Source extract:

Fisk: My experience has been somewhat unusual in that most of my projects have been experimental projects approved and often financially supported by government agencies. Since there are exceptions in the codes for pilot projects, this makes code approval less burdensome. I have also developed relationships with certain local building officials that allow me more latitude with my design and material choice than typical builders would receive. However, I know that the codes as written do not consider the larger societal implications of construction and only look at buildings as static, one-dimensional objects. These codes would prevent the widespread adoption of alternative building systems and therefore need to be changed.

Codes developed for health and safety reasons because of fairly horrible conditions in housing, in particular. The codes were aimed at protecting the health and welfare of the building occupants, and they basically slapped down laws for people to obey. Codes began to get complicated because they started regulating every aspect of construction. The disappointing part was that each code developed its own language and it became difficult for those involved in the building process to absorb the complexity. Part of this complexity evolved from the manufacturers, who lobbied extensively for focused, narrowly tailored code provisions that favored their products. It became a self-reinforcing phenomena. Now it is difficult to remember what the codes are about. Whose health is the code protecting? The health of the planet or the individual?

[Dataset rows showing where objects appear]
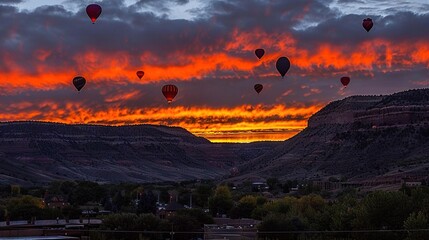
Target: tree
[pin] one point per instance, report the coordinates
(202, 194)
(244, 208)
(221, 202)
(382, 210)
(147, 203)
(416, 221)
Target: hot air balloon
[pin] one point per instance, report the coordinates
(345, 81)
(93, 11)
(169, 91)
(367, 24)
(259, 52)
(258, 88)
(283, 65)
(140, 74)
(79, 82)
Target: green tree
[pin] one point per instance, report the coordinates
(147, 203)
(221, 202)
(382, 210)
(416, 221)
(244, 208)
(202, 194)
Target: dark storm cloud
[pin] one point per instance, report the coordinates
(128, 29)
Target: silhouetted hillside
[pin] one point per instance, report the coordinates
(359, 137)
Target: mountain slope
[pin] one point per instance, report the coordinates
(360, 137)
(37, 152)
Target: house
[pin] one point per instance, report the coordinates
(170, 210)
(227, 228)
(55, 201)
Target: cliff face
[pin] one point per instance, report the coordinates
(36, 152)
(401, 108)
(359, 137)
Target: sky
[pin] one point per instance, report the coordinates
(206, 49)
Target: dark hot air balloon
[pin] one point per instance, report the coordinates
(79, 82)
(345, 81)
(367, 24)
(283, 65)
(93, 11)
(259, 52)
(169, 91)
(258, 88)
(140, 74)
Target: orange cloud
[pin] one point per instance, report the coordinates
(238, 124)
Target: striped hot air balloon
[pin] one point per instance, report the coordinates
(79, 82)
(169, 91)
(140, 74)
(258, 88)
(345, 81)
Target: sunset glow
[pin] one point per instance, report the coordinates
(210, 58)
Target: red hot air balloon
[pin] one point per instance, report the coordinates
(283, 65)
(79, 82)
(258, 88)
(93, 11)
(140, 74)
(345, 81)
(367, 24)
(169, 91)
(259, 52)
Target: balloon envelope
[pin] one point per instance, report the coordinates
(140, 74)
(345, 81)
(79, 82)
(259, 52)
(283, 65)
(169, 91)
(258, 88)
(93, 11)
(367, 24)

Set tasks:
a) In the building codes text, who lobbied for narrowly tailored code provisions that favored their products?
b) From the building codes text, return everything from "Fisk: My experience" down to "to be changed.".
The lines are separate from the building codes text and unrelated to it.

Correct answers:
a) The manufacturers.

b)
Fisk: My experience has been somewhat unusual in that most of my projects have been experimental projects approved and often financially supported by government agencies. Since there are exceptions in the codes for pilot projects, this makes code approval less burdensome. I have also developed relationships with certain local building officials that allow me more latitude with my design and material choice than typical builders would receive. However, I know that the codes as written do not consider the larger societal implications of construction and only look at buildings as static, one-dimensional objects. These codes would prevent the widespread adoption of alternative building systems and therefore need to be changed.